→ Instructions for the task: If a line in the entries below includes "covered", show that line.
▬▬▬▬▬▬▬▬▬▬
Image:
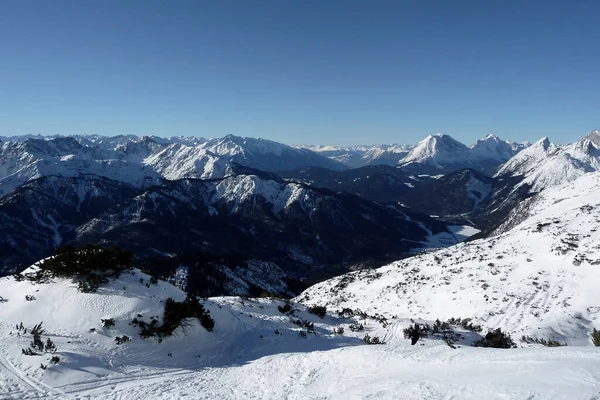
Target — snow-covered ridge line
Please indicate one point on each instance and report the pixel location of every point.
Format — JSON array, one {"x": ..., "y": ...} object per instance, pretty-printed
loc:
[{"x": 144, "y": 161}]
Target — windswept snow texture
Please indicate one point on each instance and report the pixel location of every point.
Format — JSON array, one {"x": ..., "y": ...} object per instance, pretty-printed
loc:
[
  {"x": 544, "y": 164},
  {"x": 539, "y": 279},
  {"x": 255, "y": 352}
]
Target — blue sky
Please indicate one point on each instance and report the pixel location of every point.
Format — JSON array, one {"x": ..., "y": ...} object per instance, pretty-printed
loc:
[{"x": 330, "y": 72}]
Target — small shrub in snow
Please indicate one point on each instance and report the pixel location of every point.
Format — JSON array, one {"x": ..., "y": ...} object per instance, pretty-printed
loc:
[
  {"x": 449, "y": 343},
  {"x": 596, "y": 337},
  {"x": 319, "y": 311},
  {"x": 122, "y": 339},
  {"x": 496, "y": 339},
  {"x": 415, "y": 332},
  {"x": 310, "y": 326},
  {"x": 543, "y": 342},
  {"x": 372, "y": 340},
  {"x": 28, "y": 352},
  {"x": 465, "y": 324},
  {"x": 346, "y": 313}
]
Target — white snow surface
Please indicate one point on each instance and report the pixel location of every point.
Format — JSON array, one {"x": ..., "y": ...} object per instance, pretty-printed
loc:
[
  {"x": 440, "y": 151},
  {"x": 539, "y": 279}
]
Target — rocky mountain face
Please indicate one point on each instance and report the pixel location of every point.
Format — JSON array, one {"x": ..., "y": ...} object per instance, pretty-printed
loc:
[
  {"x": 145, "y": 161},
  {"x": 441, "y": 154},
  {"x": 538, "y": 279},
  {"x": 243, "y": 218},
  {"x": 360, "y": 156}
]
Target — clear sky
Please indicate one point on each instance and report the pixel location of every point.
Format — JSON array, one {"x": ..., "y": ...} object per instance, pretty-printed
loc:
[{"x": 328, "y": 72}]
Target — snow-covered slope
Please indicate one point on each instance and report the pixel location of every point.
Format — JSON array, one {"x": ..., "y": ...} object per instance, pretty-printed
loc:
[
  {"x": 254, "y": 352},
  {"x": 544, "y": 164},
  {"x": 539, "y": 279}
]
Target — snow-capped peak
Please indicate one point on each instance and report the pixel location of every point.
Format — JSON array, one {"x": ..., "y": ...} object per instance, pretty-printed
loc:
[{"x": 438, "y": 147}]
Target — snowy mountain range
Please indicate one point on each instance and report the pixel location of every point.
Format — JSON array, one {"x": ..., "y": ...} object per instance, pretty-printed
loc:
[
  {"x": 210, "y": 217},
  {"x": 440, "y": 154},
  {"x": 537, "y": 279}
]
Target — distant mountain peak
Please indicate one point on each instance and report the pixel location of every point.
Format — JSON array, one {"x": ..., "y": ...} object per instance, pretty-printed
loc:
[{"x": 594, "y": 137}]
▬▬▬▬▬▬▬▬▬▬
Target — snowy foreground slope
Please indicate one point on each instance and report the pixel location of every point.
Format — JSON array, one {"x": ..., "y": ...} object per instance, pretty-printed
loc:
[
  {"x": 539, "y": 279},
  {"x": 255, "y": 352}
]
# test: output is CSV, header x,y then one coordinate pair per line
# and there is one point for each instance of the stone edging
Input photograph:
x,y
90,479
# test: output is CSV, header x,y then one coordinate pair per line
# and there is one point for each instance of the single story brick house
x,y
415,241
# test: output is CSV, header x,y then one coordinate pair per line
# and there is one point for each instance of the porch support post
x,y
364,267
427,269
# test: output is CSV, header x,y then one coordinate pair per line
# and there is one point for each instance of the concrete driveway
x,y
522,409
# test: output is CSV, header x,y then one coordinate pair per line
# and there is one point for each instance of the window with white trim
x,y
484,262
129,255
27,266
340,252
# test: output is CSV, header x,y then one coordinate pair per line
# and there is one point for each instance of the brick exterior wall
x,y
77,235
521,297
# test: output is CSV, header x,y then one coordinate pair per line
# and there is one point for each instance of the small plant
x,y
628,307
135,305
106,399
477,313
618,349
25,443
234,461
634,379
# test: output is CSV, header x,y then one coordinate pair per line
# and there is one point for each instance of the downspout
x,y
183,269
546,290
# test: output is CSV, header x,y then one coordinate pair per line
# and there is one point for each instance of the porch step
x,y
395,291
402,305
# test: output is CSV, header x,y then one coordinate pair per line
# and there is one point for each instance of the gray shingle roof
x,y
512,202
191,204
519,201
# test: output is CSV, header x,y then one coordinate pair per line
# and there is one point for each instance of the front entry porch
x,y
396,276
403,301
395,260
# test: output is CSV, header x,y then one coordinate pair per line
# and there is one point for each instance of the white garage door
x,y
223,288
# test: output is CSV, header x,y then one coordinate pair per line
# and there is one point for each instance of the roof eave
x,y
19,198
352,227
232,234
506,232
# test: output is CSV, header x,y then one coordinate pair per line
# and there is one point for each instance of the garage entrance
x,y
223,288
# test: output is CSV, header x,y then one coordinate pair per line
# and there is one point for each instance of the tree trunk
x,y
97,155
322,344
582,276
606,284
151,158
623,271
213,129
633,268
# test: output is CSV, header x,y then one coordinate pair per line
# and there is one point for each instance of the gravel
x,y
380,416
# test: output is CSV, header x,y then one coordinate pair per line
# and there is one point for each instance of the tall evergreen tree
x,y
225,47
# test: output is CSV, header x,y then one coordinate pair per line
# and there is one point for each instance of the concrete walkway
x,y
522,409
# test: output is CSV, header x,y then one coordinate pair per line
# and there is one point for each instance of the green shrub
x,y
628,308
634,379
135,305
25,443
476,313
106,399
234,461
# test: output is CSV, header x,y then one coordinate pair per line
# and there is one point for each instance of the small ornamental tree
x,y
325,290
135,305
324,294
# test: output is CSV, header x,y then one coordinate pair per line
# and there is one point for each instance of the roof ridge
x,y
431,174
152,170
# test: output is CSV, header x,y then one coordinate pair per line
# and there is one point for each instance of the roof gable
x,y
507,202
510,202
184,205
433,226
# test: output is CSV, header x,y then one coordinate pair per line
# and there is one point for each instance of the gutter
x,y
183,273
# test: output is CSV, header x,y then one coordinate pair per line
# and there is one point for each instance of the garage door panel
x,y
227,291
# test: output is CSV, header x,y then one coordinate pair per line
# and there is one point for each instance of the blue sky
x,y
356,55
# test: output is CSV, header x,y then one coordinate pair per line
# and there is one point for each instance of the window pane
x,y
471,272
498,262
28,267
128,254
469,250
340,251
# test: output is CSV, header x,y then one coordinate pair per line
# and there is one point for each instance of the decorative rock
▬▬▬▬▬▬▬▬▬▬
→ Output for this task:
Target — snow-covered ridge line
Target — snow-covered slope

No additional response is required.